==== TEXT TO READ ====
Our ratio of earnings to fixed charges is computed by dividing our earnings by our fixed charges before income taxes. For the purposes of such computations:
- earnings consist of net income plus fixed charges and income taxes less preference security dividend requirements of consolidated subsidiaries; and
- fixed charges consist of interest expensed and capitalized, net of amortization of debt discount, premium and capitalized expenses related to indebtedness, estimated interest costs within rental expense and preference security dividend requirements of consolidated subsidiaries.
Except as may otherwise be set forth in a prospectus supplement, the proceeds from the sale of these securities may be used to retire outstanding debt, to finance a portion of our capital expenditures, to finance strategic investments in, or future acquisitions of, other entities or their assets, including the proposed acquisition of TNP, to finance the completion of construction of the gas-fired power plant near Deming, New Mexico that we acquired an indirect one-third interest in on November 12, 2004 and for other general corporate purposes.
====
REQUIREMENT 1: Translate this sentence from the disclosure passage into Spanish: "Our ratio of earnings to fixed charges is computed by dividing our earnings by our fixed charges before income taxes."
REQUIREMENT 2: Print, word for word, the part of the disclosure passage that opens with the words containing "Except as may" and closes with "general corporate purposes.".
==== ENTRIES PROVIDED ====
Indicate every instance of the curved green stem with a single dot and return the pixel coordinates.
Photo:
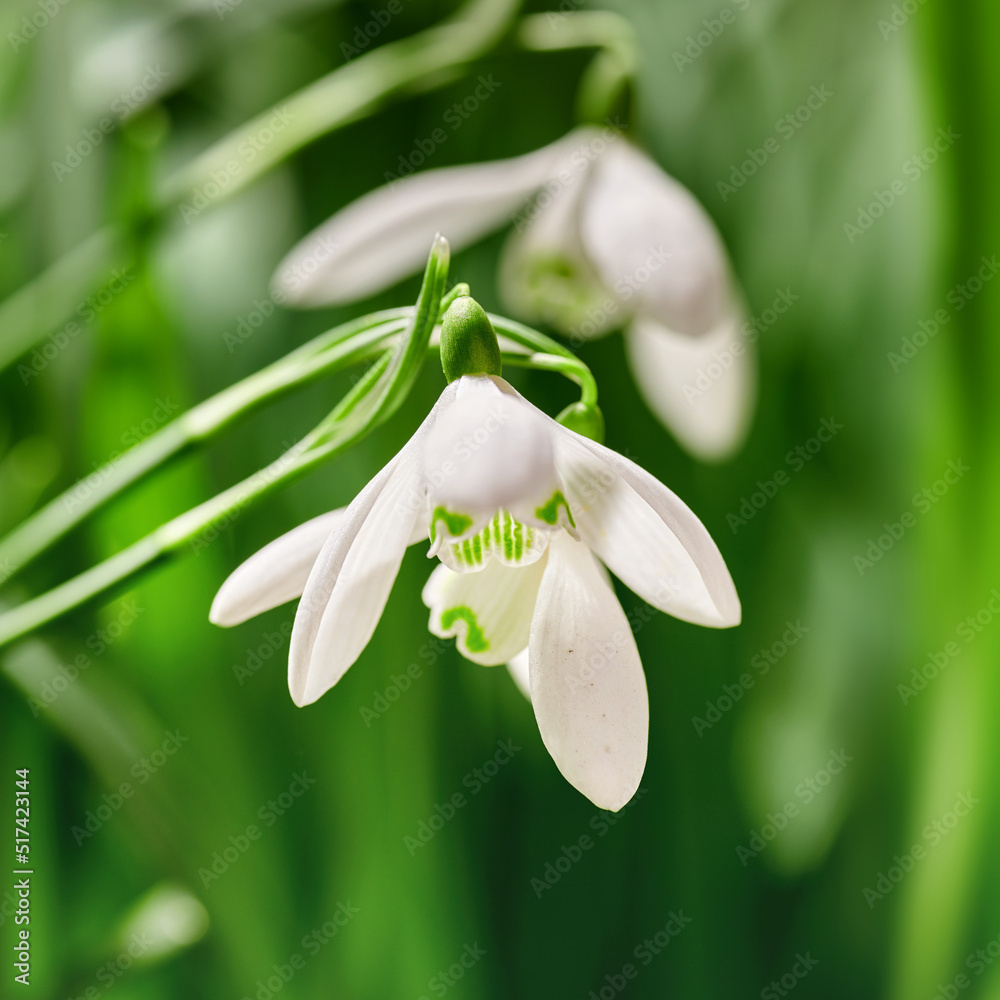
(574, 369)
(347, 344)
(359, 88)
(387, 383)
(547, 354)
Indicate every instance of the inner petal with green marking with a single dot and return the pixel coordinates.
(489, 613)
(504, 539)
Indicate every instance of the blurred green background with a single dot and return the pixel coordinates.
(197, 721)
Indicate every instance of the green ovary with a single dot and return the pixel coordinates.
(549, 511)
(475, 641)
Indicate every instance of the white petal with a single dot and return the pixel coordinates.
(652, 241)
(490, 449)
(384, 235)
(489, 613)
(702, 388)
(275, 574)
(545, 275)
(587, 684)
(646, 535)
(518, 667)
(350, 582)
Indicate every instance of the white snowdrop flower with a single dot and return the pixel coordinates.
(522, 515)
(602, 238)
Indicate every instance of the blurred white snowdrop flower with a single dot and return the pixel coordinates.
(602, 239)
(523, 515)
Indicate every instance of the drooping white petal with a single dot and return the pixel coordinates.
(587, 685)
(646, 535)
(702, 388)
(490, 449)
(489, 613)
(518, 667)
(653, 243)
(384, 235)
(351, 579)
(275, 574)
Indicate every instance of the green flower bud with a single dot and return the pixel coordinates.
(468, 341)
(585, 420)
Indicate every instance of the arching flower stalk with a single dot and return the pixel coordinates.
(602, 239)
(522, 514)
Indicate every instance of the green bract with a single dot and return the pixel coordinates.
(468, 341)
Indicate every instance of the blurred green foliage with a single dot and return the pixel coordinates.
(101, 692)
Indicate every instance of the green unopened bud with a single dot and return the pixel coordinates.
(585, 420)
(468, 341)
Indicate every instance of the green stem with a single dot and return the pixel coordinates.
====
EXERCISE RESPONSE 1: Nuestra relación entre ganancias y cargos fijos se calcula dividiendo nuestras ganancias entre nuestros cargos fijos antes de los impuestos sobre la renta.

EXERCISE RESPONSE 2:
Except as may otherwise be set forth in a prospectus supplement, the proceeds from the sale of these securities may be used to retire outstanding debt, to finance a portion of our capital expenditures, to finance strategic investments in, or future acquisitions of, other entities or their assets, including the proposed acquisition of TNP, to finance the completion of construction of the gas-fired power plant near Deming, New Mexico that we acquired an indirect one-third interest in on November 12, 2004 and for other general corporate purposes.